> **Directions for this task**
Scan the material for the word "front", then return every line where it appears.
Dataset records Block Start
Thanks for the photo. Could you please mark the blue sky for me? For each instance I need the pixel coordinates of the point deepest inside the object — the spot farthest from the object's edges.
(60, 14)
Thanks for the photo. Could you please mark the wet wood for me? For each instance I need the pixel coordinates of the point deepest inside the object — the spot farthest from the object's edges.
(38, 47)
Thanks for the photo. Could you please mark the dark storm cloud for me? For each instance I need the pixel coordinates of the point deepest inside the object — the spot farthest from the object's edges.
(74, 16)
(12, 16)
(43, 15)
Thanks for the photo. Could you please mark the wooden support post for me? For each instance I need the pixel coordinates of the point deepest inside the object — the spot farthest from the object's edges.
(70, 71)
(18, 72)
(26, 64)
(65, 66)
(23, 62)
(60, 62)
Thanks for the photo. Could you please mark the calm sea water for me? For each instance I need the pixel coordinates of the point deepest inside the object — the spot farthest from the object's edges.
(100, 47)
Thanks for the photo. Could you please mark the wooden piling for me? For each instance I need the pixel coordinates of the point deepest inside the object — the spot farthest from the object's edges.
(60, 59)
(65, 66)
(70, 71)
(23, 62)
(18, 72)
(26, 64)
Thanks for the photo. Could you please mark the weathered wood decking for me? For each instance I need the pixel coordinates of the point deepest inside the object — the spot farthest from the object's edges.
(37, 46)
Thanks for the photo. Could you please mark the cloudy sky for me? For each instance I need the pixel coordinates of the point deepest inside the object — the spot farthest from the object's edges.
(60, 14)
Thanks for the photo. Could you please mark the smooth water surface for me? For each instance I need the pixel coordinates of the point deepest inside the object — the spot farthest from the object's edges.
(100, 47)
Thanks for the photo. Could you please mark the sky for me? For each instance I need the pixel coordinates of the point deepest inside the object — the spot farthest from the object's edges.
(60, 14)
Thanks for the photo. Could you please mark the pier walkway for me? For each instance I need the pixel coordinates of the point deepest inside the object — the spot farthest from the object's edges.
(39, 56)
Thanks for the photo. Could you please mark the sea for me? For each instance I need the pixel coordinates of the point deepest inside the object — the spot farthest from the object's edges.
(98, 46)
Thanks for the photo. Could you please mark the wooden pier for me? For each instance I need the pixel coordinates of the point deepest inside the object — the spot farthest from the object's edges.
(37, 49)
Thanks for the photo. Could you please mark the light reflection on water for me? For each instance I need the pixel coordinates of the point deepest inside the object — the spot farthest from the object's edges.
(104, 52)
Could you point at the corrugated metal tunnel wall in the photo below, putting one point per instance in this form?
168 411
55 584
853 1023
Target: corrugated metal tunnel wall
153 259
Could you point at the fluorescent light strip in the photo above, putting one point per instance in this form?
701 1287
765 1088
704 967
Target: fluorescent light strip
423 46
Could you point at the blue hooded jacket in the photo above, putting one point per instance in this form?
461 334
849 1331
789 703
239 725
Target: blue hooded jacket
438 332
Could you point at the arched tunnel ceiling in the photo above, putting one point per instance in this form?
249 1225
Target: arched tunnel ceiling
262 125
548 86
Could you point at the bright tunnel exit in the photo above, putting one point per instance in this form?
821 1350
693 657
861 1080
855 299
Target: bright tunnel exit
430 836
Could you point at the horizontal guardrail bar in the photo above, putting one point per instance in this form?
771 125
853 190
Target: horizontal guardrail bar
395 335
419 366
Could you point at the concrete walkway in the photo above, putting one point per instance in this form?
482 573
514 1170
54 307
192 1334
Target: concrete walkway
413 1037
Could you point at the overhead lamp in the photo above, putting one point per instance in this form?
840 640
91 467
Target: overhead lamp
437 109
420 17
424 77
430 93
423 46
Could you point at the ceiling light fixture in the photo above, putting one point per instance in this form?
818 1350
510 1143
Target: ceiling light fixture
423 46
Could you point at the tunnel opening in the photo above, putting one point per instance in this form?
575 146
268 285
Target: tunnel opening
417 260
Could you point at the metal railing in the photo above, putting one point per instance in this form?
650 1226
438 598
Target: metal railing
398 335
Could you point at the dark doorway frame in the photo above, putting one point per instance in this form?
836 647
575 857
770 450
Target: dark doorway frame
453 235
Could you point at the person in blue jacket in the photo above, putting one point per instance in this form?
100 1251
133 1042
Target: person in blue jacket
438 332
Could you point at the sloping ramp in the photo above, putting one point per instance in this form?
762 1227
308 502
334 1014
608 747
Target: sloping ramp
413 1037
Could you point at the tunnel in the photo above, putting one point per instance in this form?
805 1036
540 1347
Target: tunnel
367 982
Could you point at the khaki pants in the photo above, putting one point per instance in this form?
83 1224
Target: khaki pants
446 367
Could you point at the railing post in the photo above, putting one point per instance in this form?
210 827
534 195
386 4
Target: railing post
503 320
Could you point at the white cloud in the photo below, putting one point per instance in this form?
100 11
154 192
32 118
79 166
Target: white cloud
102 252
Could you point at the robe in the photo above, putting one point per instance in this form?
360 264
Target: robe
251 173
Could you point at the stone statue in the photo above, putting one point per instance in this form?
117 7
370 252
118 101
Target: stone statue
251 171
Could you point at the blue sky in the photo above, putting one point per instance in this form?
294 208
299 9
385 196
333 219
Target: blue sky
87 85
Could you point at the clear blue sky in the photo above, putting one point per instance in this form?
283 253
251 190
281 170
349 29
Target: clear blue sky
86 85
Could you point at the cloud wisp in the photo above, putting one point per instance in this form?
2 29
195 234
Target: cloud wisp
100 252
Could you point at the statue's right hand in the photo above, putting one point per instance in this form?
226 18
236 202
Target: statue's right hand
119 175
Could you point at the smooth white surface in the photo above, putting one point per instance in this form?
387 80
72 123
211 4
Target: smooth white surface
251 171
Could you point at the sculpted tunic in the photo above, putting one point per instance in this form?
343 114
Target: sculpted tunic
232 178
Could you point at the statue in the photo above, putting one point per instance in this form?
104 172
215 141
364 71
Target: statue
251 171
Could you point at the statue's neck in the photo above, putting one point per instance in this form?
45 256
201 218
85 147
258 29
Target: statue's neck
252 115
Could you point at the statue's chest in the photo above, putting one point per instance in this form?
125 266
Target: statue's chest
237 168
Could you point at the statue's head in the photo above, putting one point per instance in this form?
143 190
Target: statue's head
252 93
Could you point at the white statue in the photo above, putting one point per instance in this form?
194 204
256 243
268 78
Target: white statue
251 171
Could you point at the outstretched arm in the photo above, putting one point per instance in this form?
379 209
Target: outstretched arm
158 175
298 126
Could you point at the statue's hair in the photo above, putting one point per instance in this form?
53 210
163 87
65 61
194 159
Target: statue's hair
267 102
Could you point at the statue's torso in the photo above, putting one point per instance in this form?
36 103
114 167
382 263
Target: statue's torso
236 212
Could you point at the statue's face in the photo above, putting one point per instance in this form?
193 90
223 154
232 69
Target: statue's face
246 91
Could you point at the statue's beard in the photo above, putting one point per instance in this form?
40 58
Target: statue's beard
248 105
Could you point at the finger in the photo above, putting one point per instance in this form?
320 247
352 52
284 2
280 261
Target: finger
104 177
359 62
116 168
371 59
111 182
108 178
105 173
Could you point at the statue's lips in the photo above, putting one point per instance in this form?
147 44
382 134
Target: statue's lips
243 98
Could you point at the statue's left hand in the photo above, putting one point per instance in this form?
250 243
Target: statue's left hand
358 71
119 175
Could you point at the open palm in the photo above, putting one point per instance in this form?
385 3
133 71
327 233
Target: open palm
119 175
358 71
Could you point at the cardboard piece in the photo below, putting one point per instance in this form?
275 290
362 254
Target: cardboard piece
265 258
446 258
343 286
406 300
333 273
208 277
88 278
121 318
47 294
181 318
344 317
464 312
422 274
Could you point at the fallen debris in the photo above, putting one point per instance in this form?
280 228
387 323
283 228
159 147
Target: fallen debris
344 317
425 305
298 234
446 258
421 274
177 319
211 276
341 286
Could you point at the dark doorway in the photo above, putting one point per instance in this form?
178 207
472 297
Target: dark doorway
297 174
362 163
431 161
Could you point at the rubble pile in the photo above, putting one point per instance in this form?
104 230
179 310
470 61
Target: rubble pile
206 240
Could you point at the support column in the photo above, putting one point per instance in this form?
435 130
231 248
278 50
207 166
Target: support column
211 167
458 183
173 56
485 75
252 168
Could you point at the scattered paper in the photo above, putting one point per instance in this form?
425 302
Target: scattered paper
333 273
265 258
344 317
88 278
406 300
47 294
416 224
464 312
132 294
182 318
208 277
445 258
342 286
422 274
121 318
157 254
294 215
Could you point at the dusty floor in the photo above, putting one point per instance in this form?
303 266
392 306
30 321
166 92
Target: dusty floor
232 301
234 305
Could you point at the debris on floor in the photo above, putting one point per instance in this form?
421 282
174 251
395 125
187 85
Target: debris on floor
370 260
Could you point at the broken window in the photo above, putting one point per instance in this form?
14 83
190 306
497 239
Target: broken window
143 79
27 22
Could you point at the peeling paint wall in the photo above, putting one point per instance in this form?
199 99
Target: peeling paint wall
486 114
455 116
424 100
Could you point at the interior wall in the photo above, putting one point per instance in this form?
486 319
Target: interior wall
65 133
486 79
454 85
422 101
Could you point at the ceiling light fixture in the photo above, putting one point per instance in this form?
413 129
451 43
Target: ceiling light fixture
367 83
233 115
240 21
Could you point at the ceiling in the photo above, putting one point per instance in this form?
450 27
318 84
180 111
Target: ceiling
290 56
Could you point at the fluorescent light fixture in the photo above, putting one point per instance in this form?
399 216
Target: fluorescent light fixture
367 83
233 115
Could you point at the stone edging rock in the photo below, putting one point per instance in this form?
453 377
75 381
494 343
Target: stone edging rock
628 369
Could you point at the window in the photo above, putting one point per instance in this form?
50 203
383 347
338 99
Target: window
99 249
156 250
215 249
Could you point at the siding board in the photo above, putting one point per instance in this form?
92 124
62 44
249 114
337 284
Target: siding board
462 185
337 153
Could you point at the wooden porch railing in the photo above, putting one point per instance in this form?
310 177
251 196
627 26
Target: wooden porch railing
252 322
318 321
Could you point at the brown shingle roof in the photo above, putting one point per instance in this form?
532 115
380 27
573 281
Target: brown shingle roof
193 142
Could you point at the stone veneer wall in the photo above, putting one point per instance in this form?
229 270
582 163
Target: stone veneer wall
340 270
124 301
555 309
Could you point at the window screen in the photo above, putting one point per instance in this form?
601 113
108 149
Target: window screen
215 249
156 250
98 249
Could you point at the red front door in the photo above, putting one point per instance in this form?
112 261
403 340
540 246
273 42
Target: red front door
Dataset records Block End
> **Response below**
Could you point at the red front door in the photo above, putting one point per instance in this form?
Target: red front door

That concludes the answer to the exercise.